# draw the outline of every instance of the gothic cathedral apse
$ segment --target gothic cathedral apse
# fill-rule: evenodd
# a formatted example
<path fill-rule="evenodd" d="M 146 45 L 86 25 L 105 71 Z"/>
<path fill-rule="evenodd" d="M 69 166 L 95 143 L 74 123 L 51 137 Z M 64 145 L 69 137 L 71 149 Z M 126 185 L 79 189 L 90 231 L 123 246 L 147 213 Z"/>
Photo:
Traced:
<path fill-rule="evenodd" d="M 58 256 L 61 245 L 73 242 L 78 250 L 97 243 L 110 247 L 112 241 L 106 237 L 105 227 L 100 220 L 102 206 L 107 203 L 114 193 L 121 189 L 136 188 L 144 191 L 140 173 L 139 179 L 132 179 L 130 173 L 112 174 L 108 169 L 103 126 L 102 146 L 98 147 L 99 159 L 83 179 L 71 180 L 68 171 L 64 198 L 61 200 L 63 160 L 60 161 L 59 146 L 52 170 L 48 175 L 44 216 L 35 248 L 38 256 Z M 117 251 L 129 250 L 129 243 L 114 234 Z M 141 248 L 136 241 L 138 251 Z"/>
☆ ☆ ☆ ☆ ☆ ☆ ☆
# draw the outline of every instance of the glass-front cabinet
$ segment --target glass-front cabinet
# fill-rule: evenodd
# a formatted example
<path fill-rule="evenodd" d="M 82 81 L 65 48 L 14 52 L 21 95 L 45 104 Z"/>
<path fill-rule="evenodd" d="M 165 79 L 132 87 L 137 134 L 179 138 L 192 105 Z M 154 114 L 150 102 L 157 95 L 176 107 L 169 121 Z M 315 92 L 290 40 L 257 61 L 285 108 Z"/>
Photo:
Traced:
☆ ☆ ☆ ☆ ☆ ☆ ☆
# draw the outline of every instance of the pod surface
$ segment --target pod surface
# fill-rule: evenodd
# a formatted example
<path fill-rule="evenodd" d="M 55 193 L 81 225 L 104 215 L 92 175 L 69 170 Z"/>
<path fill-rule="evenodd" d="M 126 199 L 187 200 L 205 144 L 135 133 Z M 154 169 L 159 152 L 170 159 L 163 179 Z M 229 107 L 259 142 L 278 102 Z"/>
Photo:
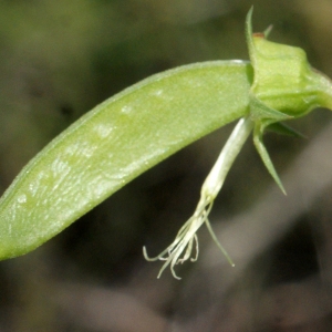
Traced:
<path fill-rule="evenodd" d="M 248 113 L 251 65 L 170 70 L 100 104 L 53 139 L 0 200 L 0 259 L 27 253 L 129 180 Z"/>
☆ ☆ ☆ ☆ ☆ ☆ ☆
**WHAT TO WORK ON**
Starting with the line containing "# draw the outline of every instance of the pod" and going on through the line containing "248 113 L 251", rewrite those entry lines with every "pod surface" changed to "leaf surface" and everything else left the same. Omit the pictures from your output.

**RESULT FOR THIS EXERCISE**
# draw the outline of every instance of the leaf surface
$ segment --target leaf surface
# fill-rule: evenodd
# a formatted example
<path fill-rule="evenodd" d="M 55 193 L 81 225 L 104 215 L 92 175 L 69 170 Z"/>
<path fill-rule="evenodd" d="M 126 199 L 187 200 L 205 144 L 135 133 Z M 154 169 L 159 152 L 170 159 L 163 179 Z M 229 107 L 259 142 L 278 102 Z"/>
Photo:
Traced:
<path fill-rule="evenodd" d="M 248 113 L 251 65 L 170 70 L 100 104 L 53 139 L 0 200 L 0 259 L 27 253 L 129 180 Z"/>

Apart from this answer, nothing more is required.